> _GIVEN PROBLEM 1_
In the post on the formation of capital, who led the Brookings Institution from 1928 to 1952?

> _GIVEN TEXT_
------------------------

23 May 2018

17. The Formation of Capital

Mr Greaney has  published another essay in his series on the Social Doctrine of Pope John Paul I, and here it is.

From The Just Third Way

As we saw in the previous posting in this series, the personalism of John Paul I set the stage for that of John Paul II.  Nor is this surprising in light of the fact that Albino Luciani had Karol Józef Wojtyła as a friend and mentor at a critical time.  In contrast to the flawed personalism of Emmanuel Mounier, Wojtyła had developed a specifically Thomistic personalism that admits the validity of absolutes and the nature of the human person as a “political animal.”

Karol Józef Wojtyła
This is important because Wojtyła’s personalism refuted the anti-intellectual basis of the attack on the natural law, philosophical, ethical, and legal problems that, in a sense, led up to the Second World War as it did the First.  The Keynesian New Deal that preceded World War II and the economic order that emerged following the war presented a serious challenge to a society that had drifted away from acknowledging the importance of the dignity of each human being.
Nevertheless, even in economics and finance there were sound, natural law-based alternatives available to the new order.  The most cogent argument against the Keynesian economics that underpinned the New Deal and similar programs was that presented by the Brookings Institution under the direction of Dr. Harold Moulton, president of Brookings from 1928 to 1952.

------------------------

> _DATA SECTION_
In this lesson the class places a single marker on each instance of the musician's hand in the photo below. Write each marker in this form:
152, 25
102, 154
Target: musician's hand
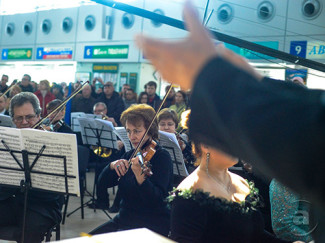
137, 170
120, 166
181, 61
120, 145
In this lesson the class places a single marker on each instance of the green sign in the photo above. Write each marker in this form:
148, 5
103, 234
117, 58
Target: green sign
109, 52
105, 68
252, 54
21, 53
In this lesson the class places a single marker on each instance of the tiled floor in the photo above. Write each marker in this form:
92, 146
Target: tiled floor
74, 225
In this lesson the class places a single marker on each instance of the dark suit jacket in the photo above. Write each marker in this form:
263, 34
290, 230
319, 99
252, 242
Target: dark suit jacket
279, 127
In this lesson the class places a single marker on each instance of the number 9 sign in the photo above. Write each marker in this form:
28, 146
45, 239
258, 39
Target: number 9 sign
298, 48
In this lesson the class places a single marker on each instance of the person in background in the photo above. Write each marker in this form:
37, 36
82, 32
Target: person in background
3, 84
113, 102
25, 84
153, 99
125, 87
57, 91
130, 98
143, 197
143, 98
170, 100
3, 105
44, 95
85, 102
101, 109
222, 81
43, 208
180, 103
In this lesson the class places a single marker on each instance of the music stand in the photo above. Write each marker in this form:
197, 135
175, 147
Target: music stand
6, 121
29, 170
96, 132
169, 142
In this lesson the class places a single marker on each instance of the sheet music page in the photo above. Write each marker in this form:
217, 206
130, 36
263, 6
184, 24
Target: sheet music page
169, 142
88, 131
12, 138
6, 121
61, 144
108, 137
121, 133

------------------------

> _GIVEN PROBLEM 2_
Rewrite the records from the line containing "of the sheet" through the end of the records, replacing "sheet music page" with "music score page" and leaving everything else unchanged.

> _WORKED SOLUTION 1_
Dr. Harold Moulton

> _WORKED SOLUTION 2_
In this lesson the class places a single marker on each instance of the music score page in the photo above. Write each marker in this form:
217, 206
130, 36
263, 6
184, 24
Target: music score page
169, 142
88, 131
12, 138
6, 121
61, 144
108, 137
121, 133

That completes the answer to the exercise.